- **Assigned task**
Every entry must be given again exactly.
=== Section Start ===
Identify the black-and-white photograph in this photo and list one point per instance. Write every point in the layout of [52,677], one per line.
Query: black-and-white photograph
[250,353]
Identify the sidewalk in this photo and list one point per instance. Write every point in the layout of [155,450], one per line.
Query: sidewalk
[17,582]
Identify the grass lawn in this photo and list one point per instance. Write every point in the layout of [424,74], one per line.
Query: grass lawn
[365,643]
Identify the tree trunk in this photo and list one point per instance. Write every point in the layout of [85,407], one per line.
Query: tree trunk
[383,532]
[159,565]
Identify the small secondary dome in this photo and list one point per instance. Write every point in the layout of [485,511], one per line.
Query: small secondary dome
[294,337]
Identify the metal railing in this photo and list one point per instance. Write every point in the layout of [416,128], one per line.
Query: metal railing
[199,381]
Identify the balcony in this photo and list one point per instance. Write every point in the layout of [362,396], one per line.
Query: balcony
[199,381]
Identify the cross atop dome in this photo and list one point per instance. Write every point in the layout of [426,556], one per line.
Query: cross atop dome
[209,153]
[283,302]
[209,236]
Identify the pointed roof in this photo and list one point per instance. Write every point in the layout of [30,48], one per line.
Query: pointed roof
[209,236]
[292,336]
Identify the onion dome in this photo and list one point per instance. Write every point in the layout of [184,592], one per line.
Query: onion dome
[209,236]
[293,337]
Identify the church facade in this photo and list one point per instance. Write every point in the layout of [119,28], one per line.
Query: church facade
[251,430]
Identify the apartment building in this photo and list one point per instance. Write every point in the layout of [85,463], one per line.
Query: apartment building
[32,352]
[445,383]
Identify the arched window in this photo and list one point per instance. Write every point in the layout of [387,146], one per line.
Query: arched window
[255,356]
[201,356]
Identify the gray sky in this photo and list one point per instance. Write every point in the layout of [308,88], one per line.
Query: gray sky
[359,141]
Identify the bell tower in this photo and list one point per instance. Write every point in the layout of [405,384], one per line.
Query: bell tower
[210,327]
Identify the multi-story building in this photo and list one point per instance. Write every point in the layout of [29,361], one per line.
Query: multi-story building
=== Section End ===
- **Solution to the exercise**
Identify the black-and-white photograph in this photo and list one point per instance. Write every point in the layout of [52,677], one per line.
Query: black-and-white photograph
[250,353]
Identify the sidewalk in this photo and list one point per instance. Write every point in the layout of [155,450], one per line.
Query: sidewalk
[17,582]
Identify the grass lawn in this photo and list one point per instance. Write every point in the layout of [424,74], one per line.
Query: grass lawn
[365,643]
Identify the tree trunk in this photo and list one point per instance. Write every point in the layout of [85,407], one per line.
Query: tree trunk
[383,532]
[159,565]
Identify the small secondary dome in this photo and list one point per instance. Write every point in the layout of [485,511], one per line.
Query: small secondary dome
[294,337]
Identify the metal railing in this photo and list one point per instance. Write every point in the layout of [416,128], one per line.
Query: metal railing
[199,381]
Identify the balcony in this photo and list one point per instance. Write every point in the layout of [362,396], one per line.
Query: balcony
[199,381]
Identify the cross atop dome in this photo and list one point per instance. Write every point in the layout of [426,556], one per line.
Query: cross atop dome
[209,153]
[283,302]
[209,236]
Identify the pointed roof in this photo and list one point per instance. Write every point in the layout of [30,48], one per line.
Query: pointed roof
[209,236]
[292,336]
Identify the onion dome in this photo and list one point per instance. Write every point in the layout of [184,592], one per line.
Query: onion dome
[209,236]
[293,337]
Identify the church facade in this photo and list one point per instance. Write every point in the layout of [119,28], one per line.
Query: church facade
[251,430]
Identify the apartment building in this photo and list one point per instance. Write every point in the layout of [85,463], one per line.
Query: apartment building
[32,352]
[445,383]
Identify the arched window in this photo and list one point per instance. Write every point in the layout of [387,146], one per line.
Query: arched window
[255,356]
[201,356]
Identify the gray sky in this photo and list one point per instance. Write every point in the layout of [308,88], one per line.
Query: gray sky
[359,141]
Identify the bell tower in this photo and list one point per instance. Write every point in the layout of [405,384], one per line.
Query: bell tower
[210,327]
Identify the multi-story building in this photo and list one point per instance. Write every point in the layout of [29,361], one per line.
Query: multi-story building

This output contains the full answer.